Entries from an annotation dataset:

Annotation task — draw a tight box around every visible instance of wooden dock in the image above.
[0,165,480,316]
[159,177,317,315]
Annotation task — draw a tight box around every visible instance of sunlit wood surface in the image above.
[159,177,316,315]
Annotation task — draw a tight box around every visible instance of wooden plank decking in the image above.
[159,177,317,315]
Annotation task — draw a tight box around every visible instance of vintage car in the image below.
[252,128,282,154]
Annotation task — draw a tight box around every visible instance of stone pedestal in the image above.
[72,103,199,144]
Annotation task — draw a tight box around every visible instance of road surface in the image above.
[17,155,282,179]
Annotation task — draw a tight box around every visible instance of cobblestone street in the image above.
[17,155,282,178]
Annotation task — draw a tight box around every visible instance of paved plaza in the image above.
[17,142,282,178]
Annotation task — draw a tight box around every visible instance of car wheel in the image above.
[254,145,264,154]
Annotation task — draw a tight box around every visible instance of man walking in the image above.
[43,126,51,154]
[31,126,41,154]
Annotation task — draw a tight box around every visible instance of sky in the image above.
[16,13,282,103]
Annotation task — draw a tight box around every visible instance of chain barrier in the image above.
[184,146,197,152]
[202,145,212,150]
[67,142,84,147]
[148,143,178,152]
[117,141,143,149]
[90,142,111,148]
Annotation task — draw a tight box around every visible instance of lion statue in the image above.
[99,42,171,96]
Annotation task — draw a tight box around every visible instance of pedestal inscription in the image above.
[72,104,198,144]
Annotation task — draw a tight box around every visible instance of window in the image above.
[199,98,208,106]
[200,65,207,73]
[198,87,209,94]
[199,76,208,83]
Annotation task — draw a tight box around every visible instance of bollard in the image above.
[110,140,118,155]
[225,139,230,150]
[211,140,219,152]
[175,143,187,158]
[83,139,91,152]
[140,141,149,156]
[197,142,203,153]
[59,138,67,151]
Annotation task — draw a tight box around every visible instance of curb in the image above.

→ **The exercise**:
Print out the whole listing exactly as it appears.

→ **Result of this exercise**:
Annotation task — draw a tight box around every visible instance of wooden dock in the image above.
[0,165,480,316]
[159,177,317,315]
Annotation task — draw a tight box around every visible instance of sunlit wood surface in the image above.
[159,177,316,315]
Annotation task — draw a tight box around every visible instance of wooden plank decking in the image above.
[159,177,317,315]
Annotation task — draw a tight box around every visible instance of vintage car in the image below.
[252,128,282,154]
Annotation task — draw a tight box around every visible instance of stone pedestal in the image above.
[72,103,199,144]
Annotation task — draw a tight box around every visible instance of road surface in the image above.
[17,155,282,179]
Annotation task — draw a tight box around every visible instance of cobblestone street in the image above.
[17,155,282,178]
Annotation task — draw a tight box around every visible instance of paved plaza in the image above.
[17,142,282,178]
Annotation task — draw a tight box around every visible instance of car wheel in the image above.
[254,145,264,154]
Annotation task — draw a tight box around every visible instance of man walking in the image above.
[43,126,51,154]
[31,126,41,154]
Annotation task — draw a tight box around every visible instance of sky in the image above.
[16,13,282,103]
Annotation task — draw a tight box around every visible instance of chain barrier in the image above.
[184,146,197,152]
[202,145,212,150]
[67,142,84,147]
[148,143,178,152]
[117,141,143,149]
[90,142,111,148]
Annotation task — draw a tight box around every visible instance of lion statue in the image above.
[99,42,171,96]
Annotation task — draw a tight box around every visible instance of pedestal inscription in the image above.
[72,104,198,144]
Annotation task — draw a tight box around every visible instance of window in the image above.
[199,98,208,106]
[200,65,207,73]
[198,87,209,94]
[199,76,208,83]
Annotation task — draw a tight box around every visible instance of bollard in the image above.
[110,140,118,155]
[225,139,230,150]
[211,140,219,152]
[175,143,187,158]
[83,139,91,152]
[140,141,149,156]
[197,142,203,153]
[59,138,67,151]
Annotation task — draw a tight box around every visible instance of curb in the image above.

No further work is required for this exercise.